** Aim **
In the entries, take the stretch that opens with the line containing "Is there any gravel" and closes with the line containing "[[404, 375, 700, 525]]", swap "gravel ground" for "dirt path", and give back only those lines with nothing else changed.
+---+
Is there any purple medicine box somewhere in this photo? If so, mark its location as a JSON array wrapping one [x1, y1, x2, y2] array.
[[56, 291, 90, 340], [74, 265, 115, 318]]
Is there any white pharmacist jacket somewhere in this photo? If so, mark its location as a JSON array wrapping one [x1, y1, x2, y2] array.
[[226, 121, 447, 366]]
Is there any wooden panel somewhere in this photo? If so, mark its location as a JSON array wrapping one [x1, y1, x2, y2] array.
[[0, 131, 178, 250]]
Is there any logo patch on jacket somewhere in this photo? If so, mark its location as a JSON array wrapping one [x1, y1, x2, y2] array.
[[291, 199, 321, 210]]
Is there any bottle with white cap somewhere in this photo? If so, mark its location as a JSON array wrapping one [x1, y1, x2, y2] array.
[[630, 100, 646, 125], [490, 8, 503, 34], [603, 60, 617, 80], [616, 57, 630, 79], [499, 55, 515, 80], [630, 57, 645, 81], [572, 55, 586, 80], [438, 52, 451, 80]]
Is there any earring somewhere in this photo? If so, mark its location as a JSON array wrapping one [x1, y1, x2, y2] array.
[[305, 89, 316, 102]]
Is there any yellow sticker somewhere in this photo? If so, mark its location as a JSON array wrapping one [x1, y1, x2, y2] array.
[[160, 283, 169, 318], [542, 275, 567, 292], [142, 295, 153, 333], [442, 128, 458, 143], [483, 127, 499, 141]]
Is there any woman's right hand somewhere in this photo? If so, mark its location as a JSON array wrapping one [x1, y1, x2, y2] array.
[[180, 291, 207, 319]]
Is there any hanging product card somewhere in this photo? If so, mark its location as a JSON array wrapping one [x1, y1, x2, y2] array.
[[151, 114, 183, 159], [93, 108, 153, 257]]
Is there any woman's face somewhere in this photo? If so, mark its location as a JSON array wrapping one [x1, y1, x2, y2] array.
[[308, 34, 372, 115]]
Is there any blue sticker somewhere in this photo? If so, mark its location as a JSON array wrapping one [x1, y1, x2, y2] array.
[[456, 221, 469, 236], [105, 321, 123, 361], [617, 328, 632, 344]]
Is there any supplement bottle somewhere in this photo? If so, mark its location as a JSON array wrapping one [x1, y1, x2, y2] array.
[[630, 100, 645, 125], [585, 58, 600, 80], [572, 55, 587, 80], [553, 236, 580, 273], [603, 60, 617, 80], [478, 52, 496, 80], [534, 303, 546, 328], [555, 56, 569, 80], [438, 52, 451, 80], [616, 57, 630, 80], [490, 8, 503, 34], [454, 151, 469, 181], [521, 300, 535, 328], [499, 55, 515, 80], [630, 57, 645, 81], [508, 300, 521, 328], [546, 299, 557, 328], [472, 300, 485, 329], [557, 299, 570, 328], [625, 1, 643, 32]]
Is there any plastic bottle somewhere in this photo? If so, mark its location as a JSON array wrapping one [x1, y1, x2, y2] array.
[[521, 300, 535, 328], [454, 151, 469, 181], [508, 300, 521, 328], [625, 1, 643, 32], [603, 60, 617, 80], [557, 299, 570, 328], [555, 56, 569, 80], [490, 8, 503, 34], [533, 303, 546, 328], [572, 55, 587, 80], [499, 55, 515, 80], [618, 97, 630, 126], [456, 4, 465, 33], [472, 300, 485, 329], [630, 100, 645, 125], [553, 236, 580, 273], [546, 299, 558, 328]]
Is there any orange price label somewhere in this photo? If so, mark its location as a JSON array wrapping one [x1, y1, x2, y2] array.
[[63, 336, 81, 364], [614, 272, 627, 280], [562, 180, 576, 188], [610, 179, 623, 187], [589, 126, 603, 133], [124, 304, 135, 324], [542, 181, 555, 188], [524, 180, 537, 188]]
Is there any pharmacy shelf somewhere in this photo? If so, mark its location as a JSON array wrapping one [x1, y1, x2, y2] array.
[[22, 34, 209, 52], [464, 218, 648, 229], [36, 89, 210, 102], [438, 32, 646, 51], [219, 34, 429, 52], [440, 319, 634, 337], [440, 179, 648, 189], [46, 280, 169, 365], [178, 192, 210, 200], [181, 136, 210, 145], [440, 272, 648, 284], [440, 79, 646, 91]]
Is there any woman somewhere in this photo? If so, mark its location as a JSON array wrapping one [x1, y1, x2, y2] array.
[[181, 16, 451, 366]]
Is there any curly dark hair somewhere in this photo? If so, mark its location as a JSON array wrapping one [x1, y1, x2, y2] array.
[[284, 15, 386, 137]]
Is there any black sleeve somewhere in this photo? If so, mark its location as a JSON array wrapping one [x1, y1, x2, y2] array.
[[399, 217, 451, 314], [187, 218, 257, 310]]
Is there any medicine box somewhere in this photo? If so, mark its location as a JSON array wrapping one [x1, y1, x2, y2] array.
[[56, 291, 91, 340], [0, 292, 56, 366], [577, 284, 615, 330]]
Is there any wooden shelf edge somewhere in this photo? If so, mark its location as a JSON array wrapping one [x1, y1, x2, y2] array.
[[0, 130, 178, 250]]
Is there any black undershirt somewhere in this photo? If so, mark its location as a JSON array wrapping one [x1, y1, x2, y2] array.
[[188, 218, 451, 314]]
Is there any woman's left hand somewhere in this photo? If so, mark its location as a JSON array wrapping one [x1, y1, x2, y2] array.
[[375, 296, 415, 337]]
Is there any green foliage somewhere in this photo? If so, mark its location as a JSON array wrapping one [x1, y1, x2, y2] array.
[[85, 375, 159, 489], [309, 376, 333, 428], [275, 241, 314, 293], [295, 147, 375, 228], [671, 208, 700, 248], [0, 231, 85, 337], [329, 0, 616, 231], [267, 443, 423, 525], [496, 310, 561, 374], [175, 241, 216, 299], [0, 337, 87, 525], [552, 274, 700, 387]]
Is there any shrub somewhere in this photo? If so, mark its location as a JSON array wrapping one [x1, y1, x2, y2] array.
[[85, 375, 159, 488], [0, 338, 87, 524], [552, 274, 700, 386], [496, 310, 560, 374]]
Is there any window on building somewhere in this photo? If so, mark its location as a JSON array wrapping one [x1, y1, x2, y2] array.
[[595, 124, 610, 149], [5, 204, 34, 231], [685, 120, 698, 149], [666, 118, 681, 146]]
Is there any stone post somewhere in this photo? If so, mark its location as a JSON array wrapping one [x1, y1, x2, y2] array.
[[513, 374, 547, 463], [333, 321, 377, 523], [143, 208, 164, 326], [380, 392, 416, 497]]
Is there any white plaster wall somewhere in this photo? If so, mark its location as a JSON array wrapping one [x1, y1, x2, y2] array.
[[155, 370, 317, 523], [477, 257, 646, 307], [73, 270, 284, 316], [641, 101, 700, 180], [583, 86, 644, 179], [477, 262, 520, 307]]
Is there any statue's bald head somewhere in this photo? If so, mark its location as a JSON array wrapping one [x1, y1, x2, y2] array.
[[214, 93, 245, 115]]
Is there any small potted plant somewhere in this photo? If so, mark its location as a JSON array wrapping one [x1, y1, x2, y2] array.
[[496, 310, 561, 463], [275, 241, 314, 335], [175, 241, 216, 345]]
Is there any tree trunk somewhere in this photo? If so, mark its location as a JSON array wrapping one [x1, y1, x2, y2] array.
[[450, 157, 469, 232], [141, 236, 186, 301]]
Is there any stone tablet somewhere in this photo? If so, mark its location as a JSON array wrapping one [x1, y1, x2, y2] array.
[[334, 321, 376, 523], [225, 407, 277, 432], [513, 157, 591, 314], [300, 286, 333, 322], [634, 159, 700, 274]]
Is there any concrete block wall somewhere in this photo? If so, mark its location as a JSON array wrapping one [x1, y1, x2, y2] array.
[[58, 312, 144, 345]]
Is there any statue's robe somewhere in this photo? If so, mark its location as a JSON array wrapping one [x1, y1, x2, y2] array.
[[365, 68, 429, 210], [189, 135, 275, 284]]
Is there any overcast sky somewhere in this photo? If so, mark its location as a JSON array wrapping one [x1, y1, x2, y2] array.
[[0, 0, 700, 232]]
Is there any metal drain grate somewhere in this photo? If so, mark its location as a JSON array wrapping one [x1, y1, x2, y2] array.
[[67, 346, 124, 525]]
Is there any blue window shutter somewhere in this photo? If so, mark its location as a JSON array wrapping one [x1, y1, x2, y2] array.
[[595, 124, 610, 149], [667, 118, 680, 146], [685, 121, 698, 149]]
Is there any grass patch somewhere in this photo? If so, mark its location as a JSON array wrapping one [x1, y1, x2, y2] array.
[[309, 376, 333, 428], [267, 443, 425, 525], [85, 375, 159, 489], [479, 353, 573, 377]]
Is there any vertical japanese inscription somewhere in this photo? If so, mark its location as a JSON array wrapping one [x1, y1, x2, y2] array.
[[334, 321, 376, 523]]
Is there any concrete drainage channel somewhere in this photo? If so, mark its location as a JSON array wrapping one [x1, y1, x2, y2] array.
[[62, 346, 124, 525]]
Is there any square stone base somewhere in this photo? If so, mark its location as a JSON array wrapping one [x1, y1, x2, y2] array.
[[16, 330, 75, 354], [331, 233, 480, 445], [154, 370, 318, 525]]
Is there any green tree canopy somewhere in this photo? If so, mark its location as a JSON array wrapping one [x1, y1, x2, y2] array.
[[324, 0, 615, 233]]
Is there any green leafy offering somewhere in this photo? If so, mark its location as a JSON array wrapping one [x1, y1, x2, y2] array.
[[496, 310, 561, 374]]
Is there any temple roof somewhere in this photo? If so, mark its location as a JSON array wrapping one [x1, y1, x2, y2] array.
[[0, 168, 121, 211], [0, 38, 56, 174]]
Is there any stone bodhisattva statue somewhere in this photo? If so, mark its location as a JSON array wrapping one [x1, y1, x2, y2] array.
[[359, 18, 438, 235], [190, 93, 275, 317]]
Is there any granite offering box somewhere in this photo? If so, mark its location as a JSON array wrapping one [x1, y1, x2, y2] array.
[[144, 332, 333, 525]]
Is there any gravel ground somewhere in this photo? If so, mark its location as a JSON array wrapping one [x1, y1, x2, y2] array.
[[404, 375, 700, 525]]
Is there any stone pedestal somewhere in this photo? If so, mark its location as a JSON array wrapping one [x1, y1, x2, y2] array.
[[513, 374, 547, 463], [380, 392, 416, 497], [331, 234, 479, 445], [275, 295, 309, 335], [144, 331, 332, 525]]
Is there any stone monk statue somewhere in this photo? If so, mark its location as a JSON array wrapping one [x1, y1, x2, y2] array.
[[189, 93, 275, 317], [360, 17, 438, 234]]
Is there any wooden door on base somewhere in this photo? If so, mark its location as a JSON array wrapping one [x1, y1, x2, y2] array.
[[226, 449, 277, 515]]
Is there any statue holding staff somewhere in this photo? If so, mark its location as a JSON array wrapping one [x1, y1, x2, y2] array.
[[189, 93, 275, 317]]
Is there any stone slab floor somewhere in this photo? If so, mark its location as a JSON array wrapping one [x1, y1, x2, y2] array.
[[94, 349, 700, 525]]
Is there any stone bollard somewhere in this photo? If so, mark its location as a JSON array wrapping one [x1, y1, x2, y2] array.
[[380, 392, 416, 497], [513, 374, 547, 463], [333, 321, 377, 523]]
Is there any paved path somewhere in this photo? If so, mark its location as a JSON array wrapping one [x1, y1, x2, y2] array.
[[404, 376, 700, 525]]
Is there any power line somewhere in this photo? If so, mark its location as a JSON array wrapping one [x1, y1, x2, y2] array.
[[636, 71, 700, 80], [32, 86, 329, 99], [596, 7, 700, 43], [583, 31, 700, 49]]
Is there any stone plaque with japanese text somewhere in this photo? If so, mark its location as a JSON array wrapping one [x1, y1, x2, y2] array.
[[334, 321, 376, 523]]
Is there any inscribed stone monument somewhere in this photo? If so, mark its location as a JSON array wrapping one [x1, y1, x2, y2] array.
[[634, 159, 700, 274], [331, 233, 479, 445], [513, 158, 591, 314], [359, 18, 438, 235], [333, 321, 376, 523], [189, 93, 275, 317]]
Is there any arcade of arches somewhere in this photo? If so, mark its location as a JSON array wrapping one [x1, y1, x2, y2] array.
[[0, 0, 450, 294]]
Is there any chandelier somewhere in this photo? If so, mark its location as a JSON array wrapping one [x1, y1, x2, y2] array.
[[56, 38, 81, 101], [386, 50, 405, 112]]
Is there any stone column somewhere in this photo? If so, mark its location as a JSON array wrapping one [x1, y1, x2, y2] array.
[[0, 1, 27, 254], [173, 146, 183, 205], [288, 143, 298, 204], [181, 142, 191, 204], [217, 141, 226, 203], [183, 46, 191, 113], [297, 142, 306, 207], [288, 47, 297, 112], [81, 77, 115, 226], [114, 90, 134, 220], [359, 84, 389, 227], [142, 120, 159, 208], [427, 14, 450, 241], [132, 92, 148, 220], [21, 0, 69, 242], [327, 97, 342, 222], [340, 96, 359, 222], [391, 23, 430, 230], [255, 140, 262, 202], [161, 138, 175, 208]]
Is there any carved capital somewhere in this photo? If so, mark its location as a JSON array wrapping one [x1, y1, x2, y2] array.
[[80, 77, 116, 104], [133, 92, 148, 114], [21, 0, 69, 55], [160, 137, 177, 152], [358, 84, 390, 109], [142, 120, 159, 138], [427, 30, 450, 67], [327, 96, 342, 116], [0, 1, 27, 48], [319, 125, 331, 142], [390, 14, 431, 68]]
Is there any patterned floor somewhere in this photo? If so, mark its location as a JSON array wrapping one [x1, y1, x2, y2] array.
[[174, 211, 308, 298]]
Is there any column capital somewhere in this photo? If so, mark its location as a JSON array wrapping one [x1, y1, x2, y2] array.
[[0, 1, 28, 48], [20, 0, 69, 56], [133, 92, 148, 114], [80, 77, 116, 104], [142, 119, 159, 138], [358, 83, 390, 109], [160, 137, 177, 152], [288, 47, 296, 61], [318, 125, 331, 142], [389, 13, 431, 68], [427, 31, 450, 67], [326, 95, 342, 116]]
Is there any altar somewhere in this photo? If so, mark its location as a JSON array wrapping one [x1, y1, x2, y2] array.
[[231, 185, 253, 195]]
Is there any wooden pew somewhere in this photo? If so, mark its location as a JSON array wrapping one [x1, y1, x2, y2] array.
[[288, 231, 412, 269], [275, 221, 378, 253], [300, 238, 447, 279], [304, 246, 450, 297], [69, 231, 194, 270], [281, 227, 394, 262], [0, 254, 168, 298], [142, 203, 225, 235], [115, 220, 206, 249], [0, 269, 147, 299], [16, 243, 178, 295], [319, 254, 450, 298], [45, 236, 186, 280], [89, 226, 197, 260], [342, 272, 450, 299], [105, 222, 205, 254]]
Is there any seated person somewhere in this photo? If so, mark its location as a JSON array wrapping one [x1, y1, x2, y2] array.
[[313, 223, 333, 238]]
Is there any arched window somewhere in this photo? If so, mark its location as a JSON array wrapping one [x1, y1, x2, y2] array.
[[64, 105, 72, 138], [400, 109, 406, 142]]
+---+
** Written answer **
Is there any dirt path somewhere in this photo? If so, mark its location as a JSON array wrapping one [x1, y1, x2, y2] array.
[[404, 375, 700, 525]]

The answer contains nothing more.